[start SELECTION]

Courthouse News Serv. v. Yamasaki

Decision Date09 May 2018
Docket NumberCase No. SACV 17–00126 AG (KESx)
Parties COURTHOUSE NEWS SERVICE, Plaintiff, v. David YAMASAKI, Defendant.
CourtU.S. District Court — Central District of California

Golareh Mahdavi, Rachel E. Matteo–Boehm, Roger R. Myers, James Goldberg, Bryan Cave Leighton Paisner LLP, San Francisco, CA, John W. Amberg, Nancy Franco, Bryan Cave Leighton Paisner LLP, Santa Monica, CA, Jonathan G. Fetterly, Katherine A. Keating, Bryan Cave Leighton Paisner LLP, San Francisco, CA, for Plaintiff.

Robert A. Naeve, Brianne Jackson Kendall, Cary Donahue Sullivan, Jaclyn B. Stahl, Irvine, CA, Craig E. Stewart, Nathaniel P. Garrett, San Francisco, CA, for Defendant.

ORDER GRANTING IN PART AND DENYING IN PART DEFENDANT'S SUMMARY JUDGMENT MOTION

Hon. Andrew J. Guilford, United States District Judge

"Extra! Extra! Read all about it! " This iconic news entreaty evokes images of a distant past, before the internet, television, and radio, when the news was reported on pieces of paper. These aptly called newspapers were printed by a set time each day. New stories that broke after that time would generally appear in the next day's edition. But sometimes newspapers would publish an extra edition because something so momentous or sensational had happened that people would willingly buy a second paper to read all about it. Breaking news in the digital age is a much looser concept than in the days of newspaper extras. If it were still announced by street vendor clamors, the resulting cacophony would be intolerable. In reality, since people can manage their notification updates, the noise is much easier to ignore.

This case calls for a reflection on the meaning of news, both breaking and not, and the obligations that the United States Constitution imposes on the government in society's ever more demanding quest for news. It asks what burdens the justice system must bear and what risks it must take to provide access to information in the name of "news." The importance of this dispute is reflected in the rather voluminous extra documents that have been filed for the pending summary judgment motion, including one amici curiae brief filed on behalf of the Orange County Bar Association, National Association of Women Lawyers, Family Violence Appellate Project, Legal Aid Society of Orange County, Public Law Center, and Veterans Legal Institute, to support Defendant's position, and another one amici curiae brief filed on behalf of the Reporters Committee for Freedom of the Press and 15 other media organizations, to support Plaintiffs' position. (See Dkt. Nos. 82, 105; see also Dkt. No. 41–1.)

Plaintiff Courthouse News Service, or "CNS," sued Defendant David Yamasaki in his official capacity as the Court Executive Officer/Clerk of the Orange County Superior Court, or "OCSC," for injunctive and declaratory relief under 42 U.S.C. § 1983. CNS contends that delays in public access to certain electronically filed civil complaints at OCSC violate its rights under the First Amendment to the United States Constitution.

Last year, CNS moved for a preliminary injunction, which the Court denied. Now OCSC moves for summary judgment. Having considered the numerous filings and extensive oral arguments, the Court GRANTS IN PART and DENIES IN PART OCSC's motion for summary judgment. (Dkt. No. 75.)

1. BACKGROUND

This section provides context to the Court's analysis, where the Court will discuss relevant facts in more detail.

[end SELECTION]

* GIVEN TASK 1: Could you recast the part of the records that opens with the line containing "Every instance of the white star" and closes with the line containing "<point>21,94</point>", both lines included, as a Markdown table with the columns Row and Line? Number each row, skip blank lines, and leave the pictures out.
* GIVEN TASK 2: Can you carry on the court order in Courthouse News Service v. Yamasaki past its last sentence?

[start SUPPLIED MATERIAL]

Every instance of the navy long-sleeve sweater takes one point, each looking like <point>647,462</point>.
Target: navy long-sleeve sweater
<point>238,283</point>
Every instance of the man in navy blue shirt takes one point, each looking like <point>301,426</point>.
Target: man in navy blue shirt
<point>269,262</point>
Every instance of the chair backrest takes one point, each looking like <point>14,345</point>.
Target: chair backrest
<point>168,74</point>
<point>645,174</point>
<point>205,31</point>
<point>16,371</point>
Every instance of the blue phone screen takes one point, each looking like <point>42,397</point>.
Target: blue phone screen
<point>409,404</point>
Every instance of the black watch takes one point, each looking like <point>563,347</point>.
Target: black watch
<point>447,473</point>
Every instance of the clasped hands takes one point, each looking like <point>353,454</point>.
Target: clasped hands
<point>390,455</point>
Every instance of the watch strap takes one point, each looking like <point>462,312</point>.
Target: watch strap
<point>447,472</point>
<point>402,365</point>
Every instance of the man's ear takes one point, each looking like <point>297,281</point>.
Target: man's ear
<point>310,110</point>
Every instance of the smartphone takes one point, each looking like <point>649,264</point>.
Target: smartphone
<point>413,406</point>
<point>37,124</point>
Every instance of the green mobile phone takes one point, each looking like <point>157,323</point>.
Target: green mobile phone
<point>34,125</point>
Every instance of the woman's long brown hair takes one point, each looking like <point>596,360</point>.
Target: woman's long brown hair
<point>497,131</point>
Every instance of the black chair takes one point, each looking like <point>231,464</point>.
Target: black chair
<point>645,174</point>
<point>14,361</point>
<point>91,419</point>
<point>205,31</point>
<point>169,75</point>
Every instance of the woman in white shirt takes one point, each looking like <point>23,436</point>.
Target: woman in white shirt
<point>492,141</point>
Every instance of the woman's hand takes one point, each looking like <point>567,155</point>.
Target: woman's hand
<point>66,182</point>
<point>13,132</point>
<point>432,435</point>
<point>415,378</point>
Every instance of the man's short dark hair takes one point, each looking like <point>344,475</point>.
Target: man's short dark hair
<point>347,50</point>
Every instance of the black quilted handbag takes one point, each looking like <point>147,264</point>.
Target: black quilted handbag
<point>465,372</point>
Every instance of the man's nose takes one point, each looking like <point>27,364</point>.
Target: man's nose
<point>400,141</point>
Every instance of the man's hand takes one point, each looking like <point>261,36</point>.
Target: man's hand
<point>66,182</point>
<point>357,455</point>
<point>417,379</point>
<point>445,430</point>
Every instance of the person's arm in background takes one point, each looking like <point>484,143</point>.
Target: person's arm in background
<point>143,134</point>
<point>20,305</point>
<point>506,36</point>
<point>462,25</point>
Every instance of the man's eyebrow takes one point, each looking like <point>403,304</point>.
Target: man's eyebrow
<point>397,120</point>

[end SUPPLIED MATERIAL]
[start SUPPLIED MATERIAL]

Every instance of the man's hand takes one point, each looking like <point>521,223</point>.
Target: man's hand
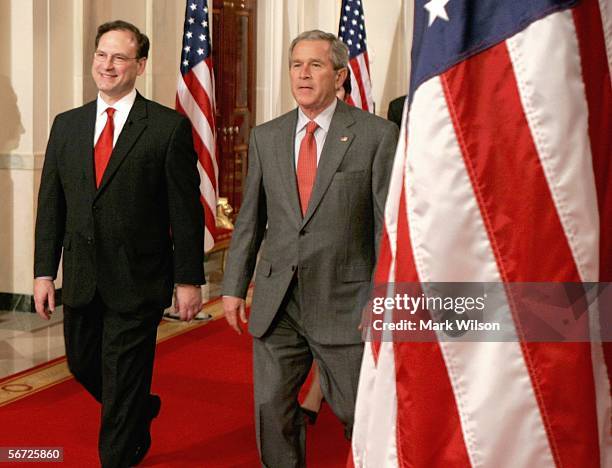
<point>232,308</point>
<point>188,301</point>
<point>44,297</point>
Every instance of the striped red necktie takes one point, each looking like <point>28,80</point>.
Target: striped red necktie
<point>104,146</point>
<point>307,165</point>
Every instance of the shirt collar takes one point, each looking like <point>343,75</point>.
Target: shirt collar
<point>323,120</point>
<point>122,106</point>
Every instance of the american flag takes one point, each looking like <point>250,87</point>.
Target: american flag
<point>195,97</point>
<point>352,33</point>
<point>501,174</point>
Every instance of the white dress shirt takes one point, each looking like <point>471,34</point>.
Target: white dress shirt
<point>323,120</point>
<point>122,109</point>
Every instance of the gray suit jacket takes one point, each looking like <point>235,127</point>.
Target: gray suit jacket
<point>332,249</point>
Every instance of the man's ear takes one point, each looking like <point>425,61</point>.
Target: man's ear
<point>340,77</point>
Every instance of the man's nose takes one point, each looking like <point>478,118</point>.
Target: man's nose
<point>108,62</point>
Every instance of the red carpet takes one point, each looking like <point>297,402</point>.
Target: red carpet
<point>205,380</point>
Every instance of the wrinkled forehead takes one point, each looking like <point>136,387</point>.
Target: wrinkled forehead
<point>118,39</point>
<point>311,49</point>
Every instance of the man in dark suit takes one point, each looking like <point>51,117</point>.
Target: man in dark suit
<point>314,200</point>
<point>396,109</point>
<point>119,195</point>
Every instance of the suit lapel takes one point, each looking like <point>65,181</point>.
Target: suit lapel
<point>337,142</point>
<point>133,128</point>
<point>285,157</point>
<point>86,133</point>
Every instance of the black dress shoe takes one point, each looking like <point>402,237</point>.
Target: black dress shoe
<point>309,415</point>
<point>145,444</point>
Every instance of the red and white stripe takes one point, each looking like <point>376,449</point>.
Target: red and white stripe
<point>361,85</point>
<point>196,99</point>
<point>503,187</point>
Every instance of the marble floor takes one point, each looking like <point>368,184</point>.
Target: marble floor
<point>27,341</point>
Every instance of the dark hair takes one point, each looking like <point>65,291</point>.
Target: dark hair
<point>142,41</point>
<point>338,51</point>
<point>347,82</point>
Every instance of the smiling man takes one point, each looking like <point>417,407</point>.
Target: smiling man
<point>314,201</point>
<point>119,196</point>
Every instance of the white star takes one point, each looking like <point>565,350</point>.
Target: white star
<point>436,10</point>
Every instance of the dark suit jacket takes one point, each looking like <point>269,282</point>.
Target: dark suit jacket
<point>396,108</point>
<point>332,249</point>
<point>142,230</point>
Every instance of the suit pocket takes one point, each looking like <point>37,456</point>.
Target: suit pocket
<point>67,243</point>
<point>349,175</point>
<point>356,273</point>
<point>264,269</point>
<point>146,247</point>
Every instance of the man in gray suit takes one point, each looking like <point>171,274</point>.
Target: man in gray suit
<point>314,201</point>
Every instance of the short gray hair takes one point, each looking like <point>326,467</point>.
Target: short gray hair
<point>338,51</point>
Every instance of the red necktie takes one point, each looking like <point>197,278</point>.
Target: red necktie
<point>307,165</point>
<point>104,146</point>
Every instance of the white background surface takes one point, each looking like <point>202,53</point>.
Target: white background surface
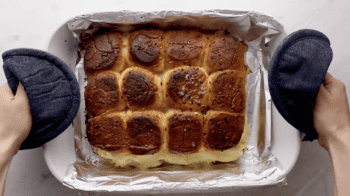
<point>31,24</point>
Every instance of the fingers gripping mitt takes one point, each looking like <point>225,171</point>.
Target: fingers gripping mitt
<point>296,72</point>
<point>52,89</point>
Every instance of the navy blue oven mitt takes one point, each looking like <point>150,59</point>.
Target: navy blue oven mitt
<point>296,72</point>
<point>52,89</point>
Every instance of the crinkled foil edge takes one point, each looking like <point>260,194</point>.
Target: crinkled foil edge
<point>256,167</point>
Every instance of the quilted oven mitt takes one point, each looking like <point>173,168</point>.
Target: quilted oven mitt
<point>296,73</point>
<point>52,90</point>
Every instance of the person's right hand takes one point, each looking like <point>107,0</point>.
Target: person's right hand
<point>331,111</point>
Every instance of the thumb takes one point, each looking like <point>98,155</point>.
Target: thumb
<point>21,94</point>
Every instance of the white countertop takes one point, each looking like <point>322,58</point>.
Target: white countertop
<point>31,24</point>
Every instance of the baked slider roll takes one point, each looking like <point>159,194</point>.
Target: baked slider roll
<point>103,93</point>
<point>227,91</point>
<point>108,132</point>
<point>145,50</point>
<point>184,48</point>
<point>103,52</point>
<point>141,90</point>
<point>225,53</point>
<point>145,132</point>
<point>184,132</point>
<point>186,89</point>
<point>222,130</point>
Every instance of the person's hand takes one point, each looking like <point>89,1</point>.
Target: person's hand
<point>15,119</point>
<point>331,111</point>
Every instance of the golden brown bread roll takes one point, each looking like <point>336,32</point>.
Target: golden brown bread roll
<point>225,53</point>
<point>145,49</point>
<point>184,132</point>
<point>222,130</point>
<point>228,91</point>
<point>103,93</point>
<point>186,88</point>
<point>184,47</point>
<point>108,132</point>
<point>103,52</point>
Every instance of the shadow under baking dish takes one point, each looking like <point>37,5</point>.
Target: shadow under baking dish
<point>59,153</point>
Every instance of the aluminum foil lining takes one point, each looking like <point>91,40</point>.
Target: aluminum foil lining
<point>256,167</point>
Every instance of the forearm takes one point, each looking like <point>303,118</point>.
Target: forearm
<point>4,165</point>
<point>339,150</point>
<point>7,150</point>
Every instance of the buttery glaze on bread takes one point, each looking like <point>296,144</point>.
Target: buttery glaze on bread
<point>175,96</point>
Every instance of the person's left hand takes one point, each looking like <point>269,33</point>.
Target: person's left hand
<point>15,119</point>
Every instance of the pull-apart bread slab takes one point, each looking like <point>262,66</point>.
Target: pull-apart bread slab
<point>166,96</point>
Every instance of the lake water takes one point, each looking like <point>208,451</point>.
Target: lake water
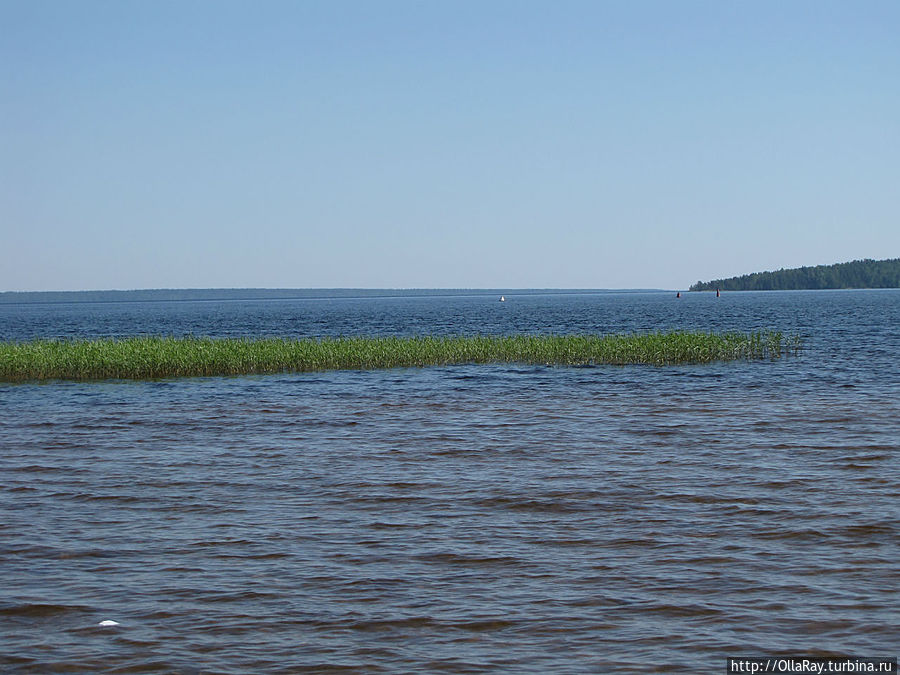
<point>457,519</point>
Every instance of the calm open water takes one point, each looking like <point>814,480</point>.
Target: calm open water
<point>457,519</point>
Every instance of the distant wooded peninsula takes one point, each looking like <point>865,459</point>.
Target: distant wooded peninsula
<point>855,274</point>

[end SUPPLIED MATERIAL]

* RIGHT ANSWER 1:
| Row | Line |
|---|---|
| 1 | Every instance of the white star takes one point, each looking like <point>565,350</point>. |
| 2 | Target: white star |
| 3 | <point>436,10</point> |
| 4 | Every instance of the dark suit jacket takes one point, each looking like <point>269,282</point>. |
| 5 | Target: dark suit jacket |
| 6 | <point>396,108</point> |
| 7 | <point>332,249</point> |
| 8 | <point>142,230</point> |
| 9 | Every instance of the suit pocket takes one point, each looking like <point>37,456</point>. |
| 10 | Target: suit pocket |
| 11 | <point>67,243</point> |
| 12 | <point>349,175</point> |
| 13 | <point>356,273</point> |
| 14 | <point>264,269</point> |
| 15 | <point>146,247</point> |
| 16 | Every instance of the man in gray suit takes one point, each looking like <point>171,274</point>. |
| 17 | Target: man in gray suit |
| 18 | <point>314,201</point> |
| 19 | Every instance of the short gray hair takes one point, each looking like <point>326,467</point>. |
| 20 | Target: short gray hair |
| 21 | <point>338,51</point> |
| 22 | Every instance of the red necktie takes one point, each looking like <point>197,278</point>. |
| 23 | Target: red necktie |
| 24 | <point>307,165</point> |
| 25 | <point>104,146</point> |
| 26 | Every instance of the white background surface takes one point, each looking like <point>202,53</point>. |
| 27 | Target: white background surface |
| 28 | <point>31,24</point> |
| 29 | Every instance of the fingers gripping mitt takes one point, each looking like <point>225,171</point>. |
| 30 | Target: fingers gripping mitt |
| 31 | <point>296,72</point> |
| 32 | <point>52,89</point> |
| 33 | Every instance of the navy blue oven mitt takes one point, each looking like <point>150,59</point>. |
| 34 | Target: navy blue oven mitt |
| 35 | <point>296,72</point> |
| 36 | <point>52,89</point> |
| 37 | Every instance of the crinkled foil edge takes one point, each looking like <point>260,194</point>. |
| 38 | Target: crinkled foil edge |
| 39 | <point>256,167</point> |
| 40 | Every instance of the quilted oven mitt takes one point, each looking like <point>173,168</point>. |
| 41 | Target: quilted oven mitt |
| 42 | <point>296,73</point> |
| 43 | <point>52,90</point> |
| 44 | Every instance of the person's right hand takes one point, each looking like <point>107,0</point>. |
| 45 | Target: person's right hand |
| 46 | <point>331,111</point> |
| 47 | Every instance of the thumb takes one point, each looking like <point>98,155</point>. |
| 48 | Target: thumb |
| 49 | <point>21,94</point> |

* RIGHT ANSWER 2:
1.1 CNS Reporting and Publications

CNS is a news organization that specializes in civil litigation reports. CNS reporters write articles about legal news and create litigation reports. Some CNS original articles are freely available to the public on the organization's website, which also features a selection of non-legal news articles from the Associated Press. COURTHOUSE NEWS SERVICE , https://www.courthousenews.com/ (last visited May 7, 2018). On multiple occasions, other news organizations—including locally the Orange County Register and the Los Angeles Times—have credited CNS articles as their source.

CNS has over 2,000 subscribers nationwide. CNS subscribers include academic institutions, government agencies, and other media organizations, but overwhelmingly, they're law firms. CNS subscribers may receive "trackers," which provide updates about cases a subscriber is following, and "dingers," which alert subscribers about lawsuits filed against a specific party. CNS subscribers may also choose to receive monthly or daily publications, including one or several of CNS's 124 "New Litigation Reports." These reports supply daily updates about new civil litigation, excluding family law, filed in a specific geographical area. They include links to and original summaries of the complaints.

To provide this content, CNS employs reporters across the country. These reporters are assigned coverage of specific federal and state courthouses. One of their duties is to review new complaints and choose which ones to include in the daily New Litigation Reports.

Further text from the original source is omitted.